Source data:

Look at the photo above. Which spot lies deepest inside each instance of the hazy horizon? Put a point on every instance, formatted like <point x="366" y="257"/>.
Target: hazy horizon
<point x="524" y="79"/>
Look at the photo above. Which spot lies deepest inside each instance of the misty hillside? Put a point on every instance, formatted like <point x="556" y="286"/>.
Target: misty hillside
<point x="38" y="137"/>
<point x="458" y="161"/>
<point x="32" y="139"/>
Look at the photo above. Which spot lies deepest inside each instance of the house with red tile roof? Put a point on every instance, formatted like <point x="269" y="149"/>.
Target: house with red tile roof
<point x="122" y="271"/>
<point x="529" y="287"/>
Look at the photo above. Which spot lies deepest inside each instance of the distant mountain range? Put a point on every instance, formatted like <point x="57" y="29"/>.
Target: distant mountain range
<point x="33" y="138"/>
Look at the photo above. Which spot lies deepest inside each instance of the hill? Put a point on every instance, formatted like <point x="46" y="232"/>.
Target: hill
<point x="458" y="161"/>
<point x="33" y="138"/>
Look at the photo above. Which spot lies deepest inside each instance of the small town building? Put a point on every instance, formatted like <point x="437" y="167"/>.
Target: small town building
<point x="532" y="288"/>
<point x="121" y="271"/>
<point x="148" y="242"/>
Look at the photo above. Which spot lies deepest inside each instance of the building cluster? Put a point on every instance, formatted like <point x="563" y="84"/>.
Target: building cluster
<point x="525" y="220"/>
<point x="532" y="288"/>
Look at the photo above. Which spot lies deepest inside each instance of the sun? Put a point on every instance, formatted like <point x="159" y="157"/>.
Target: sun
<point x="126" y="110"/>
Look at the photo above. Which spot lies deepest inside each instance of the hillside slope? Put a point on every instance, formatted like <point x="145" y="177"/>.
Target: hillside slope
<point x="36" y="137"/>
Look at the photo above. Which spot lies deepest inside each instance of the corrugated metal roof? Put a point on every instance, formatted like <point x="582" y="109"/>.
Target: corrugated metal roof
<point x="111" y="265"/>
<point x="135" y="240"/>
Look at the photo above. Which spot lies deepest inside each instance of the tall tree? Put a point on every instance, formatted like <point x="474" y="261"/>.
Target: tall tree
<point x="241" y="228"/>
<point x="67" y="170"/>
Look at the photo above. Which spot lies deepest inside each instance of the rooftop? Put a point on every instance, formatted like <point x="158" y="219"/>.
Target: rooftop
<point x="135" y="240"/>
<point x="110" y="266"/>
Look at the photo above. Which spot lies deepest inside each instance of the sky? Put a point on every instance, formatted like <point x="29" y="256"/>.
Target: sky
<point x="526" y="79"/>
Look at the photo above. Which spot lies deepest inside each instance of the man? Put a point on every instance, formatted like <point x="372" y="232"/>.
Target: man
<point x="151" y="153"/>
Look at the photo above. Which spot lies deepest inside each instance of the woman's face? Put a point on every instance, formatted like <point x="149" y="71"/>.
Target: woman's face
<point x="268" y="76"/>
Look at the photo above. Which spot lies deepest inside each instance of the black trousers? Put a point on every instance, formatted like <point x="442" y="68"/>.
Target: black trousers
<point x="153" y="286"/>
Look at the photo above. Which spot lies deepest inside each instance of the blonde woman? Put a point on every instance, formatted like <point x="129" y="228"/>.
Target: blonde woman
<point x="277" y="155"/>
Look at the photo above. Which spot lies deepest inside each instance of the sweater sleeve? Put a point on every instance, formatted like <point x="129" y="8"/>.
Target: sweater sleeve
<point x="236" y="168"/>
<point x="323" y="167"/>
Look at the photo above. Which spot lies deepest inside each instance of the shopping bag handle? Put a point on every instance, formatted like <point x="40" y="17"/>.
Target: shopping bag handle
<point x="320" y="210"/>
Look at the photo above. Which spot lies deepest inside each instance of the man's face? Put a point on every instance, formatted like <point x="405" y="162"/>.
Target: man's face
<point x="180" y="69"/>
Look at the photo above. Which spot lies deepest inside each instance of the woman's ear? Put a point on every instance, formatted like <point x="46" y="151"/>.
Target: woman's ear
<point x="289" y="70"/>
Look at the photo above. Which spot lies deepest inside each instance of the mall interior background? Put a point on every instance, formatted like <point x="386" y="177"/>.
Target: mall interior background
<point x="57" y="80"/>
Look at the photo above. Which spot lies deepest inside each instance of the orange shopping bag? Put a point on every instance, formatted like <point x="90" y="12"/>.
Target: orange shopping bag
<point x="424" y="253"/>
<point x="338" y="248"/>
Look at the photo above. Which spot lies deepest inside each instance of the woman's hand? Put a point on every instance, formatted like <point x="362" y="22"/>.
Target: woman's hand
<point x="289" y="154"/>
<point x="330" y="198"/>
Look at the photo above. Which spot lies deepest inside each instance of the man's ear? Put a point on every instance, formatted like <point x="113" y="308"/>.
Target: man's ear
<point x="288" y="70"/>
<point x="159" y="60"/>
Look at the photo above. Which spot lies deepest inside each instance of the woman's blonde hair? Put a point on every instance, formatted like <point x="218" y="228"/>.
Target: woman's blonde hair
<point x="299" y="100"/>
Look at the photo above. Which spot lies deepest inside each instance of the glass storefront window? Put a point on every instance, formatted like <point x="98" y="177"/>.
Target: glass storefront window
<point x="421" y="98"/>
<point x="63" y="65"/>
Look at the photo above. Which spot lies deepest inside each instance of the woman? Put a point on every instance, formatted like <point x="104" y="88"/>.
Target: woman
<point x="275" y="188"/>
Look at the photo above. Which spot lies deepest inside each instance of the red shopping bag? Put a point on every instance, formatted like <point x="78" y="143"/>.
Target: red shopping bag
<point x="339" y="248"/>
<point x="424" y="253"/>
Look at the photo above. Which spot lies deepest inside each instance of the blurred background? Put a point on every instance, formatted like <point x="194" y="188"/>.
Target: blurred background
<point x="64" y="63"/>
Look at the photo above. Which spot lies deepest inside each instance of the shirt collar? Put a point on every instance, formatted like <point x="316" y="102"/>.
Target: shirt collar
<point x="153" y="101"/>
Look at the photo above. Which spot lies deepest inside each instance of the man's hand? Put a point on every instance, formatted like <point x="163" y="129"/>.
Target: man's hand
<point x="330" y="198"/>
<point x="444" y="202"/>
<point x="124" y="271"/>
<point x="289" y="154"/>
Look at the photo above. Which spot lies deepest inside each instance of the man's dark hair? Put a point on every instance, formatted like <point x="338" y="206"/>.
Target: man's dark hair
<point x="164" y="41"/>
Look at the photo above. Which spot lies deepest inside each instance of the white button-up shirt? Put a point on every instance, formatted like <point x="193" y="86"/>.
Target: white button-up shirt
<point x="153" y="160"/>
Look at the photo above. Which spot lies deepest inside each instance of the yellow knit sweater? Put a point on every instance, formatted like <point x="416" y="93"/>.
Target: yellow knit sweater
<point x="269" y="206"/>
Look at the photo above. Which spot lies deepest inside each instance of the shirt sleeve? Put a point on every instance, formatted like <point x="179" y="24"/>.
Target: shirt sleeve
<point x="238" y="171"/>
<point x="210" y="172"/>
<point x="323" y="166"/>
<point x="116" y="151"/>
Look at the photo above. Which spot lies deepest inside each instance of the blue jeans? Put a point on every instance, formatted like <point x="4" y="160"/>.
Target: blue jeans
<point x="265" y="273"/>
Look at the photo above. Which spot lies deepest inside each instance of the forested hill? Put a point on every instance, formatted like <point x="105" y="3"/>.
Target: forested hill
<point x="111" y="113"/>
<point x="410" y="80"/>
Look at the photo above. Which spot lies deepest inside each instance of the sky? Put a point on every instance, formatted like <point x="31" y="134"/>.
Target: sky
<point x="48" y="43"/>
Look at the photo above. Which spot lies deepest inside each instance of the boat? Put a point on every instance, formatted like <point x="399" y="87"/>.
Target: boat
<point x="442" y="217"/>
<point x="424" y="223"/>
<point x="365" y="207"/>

- _What to produce_
Word for word, copy out the data.

- _Output of the task_
Look at the photo above. Which spot lies deepest inside each instance of the hazy horizon? Put a point on every instance, formatted like <point x="366" y="257"/>.
Target: hazy horizon
<point x="524" y="79"/>
Look at the photo above. Which spot lies deepest inside each instance of the misty hillside? Put a point on every instance, formatted like <point x="556" y="286"/>.
Target: misty hillside
<point x="38" y="137"/>
<point x="458" y="161"/>
<point x="32" y="139"/>
Look at the photo above. Which spot lies deepest inside each instance of the house with red tile roof? Put a point on every instance, formatted like <point x="269" y="149"/>.
Target: house with red tile roof
<point x="122" y="271"/>
<point x="529" y="287"/>
Look at the photo above. Which spot lies deepest inside each instance of the distant mountain range? Put a point on every instance, formatted like <point x="57" y="29"/>.
Target: distant mountain range
<point x="33" y="138"/>
Look at the photo above. Which spot lies deepest inside each instance of the hill? Put a point on every instance, formatted like <point x="46" y="232"/>.
Target: hill
<point x="458" y="161"/>
<point x="33" y="138"/>
Look at the photo above. Which spot lies deepest inside each instance of the small town building? Put a point on every instance, formatted like <point x="437" y="167"/>.
Target: small town building
<point x="532" y="288"/>
<point x="121" y="271"/>
<point x="148" y="242"/>
Look at the photo above. Which spot lies deepest inside each instance of the building cluster? Put a point on every instance, formatted like <point x="563" y="84"/>.
Target: building cluster
<point x="525" y="220"/>
<point x="532" y="288"/>
Look at the photo above. Which spot lies deepest inside each instance of the sun? Put a point on every instance, formatted like <point x="159" y="157"/>.
Target: sun
<point x="126" y="110"/>
Look at the photo above. Which spot lies deepest inside each instance of the hillside slope? Put a point on every instance, formatted like <point x="145" y="177"/>.
Target: hillside slope
<point x="36" y="137"/>
Look at the photo above. Which spot lies deepest inside each instance of the corrugated metal roof? Put a point on every instance, formatted like <point x="582" y="109"/>.
Target: corrugated metal roof
<point x="111" y="265"/>
<point x="135" y="240"/>
Look at the photo above. Which spot lies deepest inside each instance of the tall tree? Put a point on every instance, formatted like <point x="474" y="261"/>.
Target: tall tree
<point x="241" y="228"/>
<point x="67" y="170"/>
Look at the photo above. Which spot lies deepest inside each instance of the rooftop? Put a point on every instance, formatted like <point x="158" y="219"/>.
Target: rooftop
<point x="135" y="240"/>
<point x="110" y="266"/>
Look at the photo above. Which spot lies deepest inside each instance of the sky? Put a point on every instance, formatted like <point x="29" y="256"/>.
Target: sky
<point x="526" y="79"/>
Look at the photo above. Which spot lies deepest inside each instance of the man? Put a point on every instance, formatted like <point x="372" y="232"/>.
Target: man
<point x="151" y="153"/>
Look at the photo above. Which spot lies deepest inside each instance of the woman's face? Put a point on every instance, formatted like <point x="149" y="71"/>.
Target: woman's face
<point x="268" y="76"/>
Look at the photo above. Which spot lies deepest inside each instance of the black trousers? Put a point on every instance, formatted like <point x="442" y="68"/>.
Target: black trousers
<point x="153" y="286"/>
Look at the photo above. Which spot lies deepest inside each instance of the blonde woman? Put a point on every instance, formatted like <point x="129" y="228"/>.
Target: blonde woman
<point x="277" y="155"/>
Look at the photo above. Which spot lies deepest inside each instance of the sweater sleeve? Put a point on every instance, formatted like <point x="129" y="8"/>.
Target: sweater sleeve
<point x="236" y="168"/>
<point x="323" y="167"/>
Look at the photo above. Which spot lies deepest inside each instance of the shopping bag handle? Put a point on every instance, formatted like <point x="40" y="17"/>.
Target: shopping bag handle
<point x="320" y="210"/>
Look at the photo above. Which spot lies deepest inside each instance of the man's face? Put a point on every instance, formatted like <point x="405" y="162"/>.
Target: man's face
<point x="180" y="69"/>
Look at the photo above. Which spot lies deepest inside each instance of the woman's ear? Put a point on every instance, formatted like <point x="46" y="151"/>.
Target: woman's ear
<point x="289" y="70"/>
Look at the photo above. Which spot lies deepest inside each instance of the mall interior background? Put a point on every instance, formatted like <point x="386" y="177"/>.
Target: mall interior background
<point x="57" y="80"/>
Look at the photo above. Which spot lies deepest inside each instance of the orange shopping bag? Put a point on every instance, formatted like <point x="90" y="12"/>.
Target: orange shopping bag
<point x="424" y="253"/>
<point x="338" y="248"/>
Look at the photo above. Which spot lies deepest inside each instance of the woman's hand? Put a point on every instance, formatted like <point x="362" y="22"/>.
Target: woman's hand
<point x="289" y="154"/>
<point x="330" y="198"/>
Look at the photo above. Which spot lies deepest inside each instance of the man's ear? Put a point on every instance, formatted like <point x="113" y="308"/>.
Target: man's ear
<point x="288" y="70"/>
<point x="159" y="60"/>
Look at the photo above. Which spot lies deepest inside each instance of the woman's blonde hair? Put a point on every instance, formatted like <point x="218" y="228"/>.
Target: woman's blonde hair
<point x="299" y="100"/>
Look at the photo above. Which spot lies deepest inside each instance of the glass storefront window? Put a point on every instance, formatted like <point x="98" y="177"/>.
Target: glass storefront window
<point x="421" y="98"/>
<point x="63" y="65"/>
Look at the photo above. Which spot lies deepest inside each instance of the woman? Put a point on every instance, formatted like <point x="104" y="88"/>.
Target: woman
<point x="275" y="188"/>
Look at the photo above. Which spot lies deepest inside each instance of the red shopping bag? Put a point on every instance, formatted like <point x="78" y="143"/>.
Target: red shopping bag
<point x="339" y="248"/>
<point x="424" y="253"/>
Look at the photo above. Which spot lies deepest inside each instance of the blurred background? Put a point on every instance, formatted like <point x="194" y="188"/>.
Target: blurred background
<point x="64" y="63"/>
Look at the photo above. Which spot lies deepest inside each instance of the shirt collar? Put a point on every instance, formatted like <point x="316" y="102"/>.
Target: shirt collar
<point x="153" y="101"/>
Look at the photo above. Which spot lies deepest inside each instance of the man's hand? Put a point on every instance, formatted like <point x="163" y="129"/>.
Target: man's hand
<point x="330" y="198"/>
<point x="444" y="202"/>
<point x="124" y="271"/>
<point x="289" y="154"/>
Look at the photo above. Which spot lies deepest inside each instance of the man's dark hair? Put a point on every instance, formatted like <point x="338" y="206"/>.
Target: man's dark hair
<point x="164" y="41"/>
Look at the photo above. Which spot lies deepest inside each instance of the white button-up shirt? Put a point on every instance, formatted like <point x="193" y="86"/>.
Target: white button-up shirt
<point x="153" y="160"/>
Look at the photo above. Which spot lies deepest inside each instance of the yellow knit sweater? Put a point on every instance, formatted like <point x="416" y="93"/>.
Target: yellow knit sweater
<point x="269" y="206"/>
Look at the photo above. Which spot lies deepest inside each instance of the shirt sleeve? Put a point on every instance, formatted like <point x="179" y="24"/>.
Target: shirt sleeve
<point x="238" y="171"/>
<point x="210" y="172"/>
<point x="323" y="166"/>
<point x="116" y="151"/>
Look at the photo above. Which spot lies deepest inside each instance of the blue jeans? Put a point on every instance, formatted like <point x="4" y="160"/>.
Target: blue jeans
<point x="265" y="273"/>
Look at the photo above. Which spot lies deepest inside each instance of the forested hill? Put a point on every instance, formatted like <point x="105" y="3"/>.
Target: forested hill
<point x="111" y="113"/>
<point x="410" y="80"/>
Look at the photo above. Which spot lies deepest inside each instance of the sky? Put a point on every instance, formatted like <point x="31" y="134"/>.
Target: sky
<point x="48" y="43"/>
Look at the photo above. Which spot lies deepest inside each instance of the boat? Put a point on every instance, formatted like <point x="399" y="87"/>.
Target: boat
<point x="442" y="217"/>
<point x="424" y="223"/>
<point x="365" y="207"/>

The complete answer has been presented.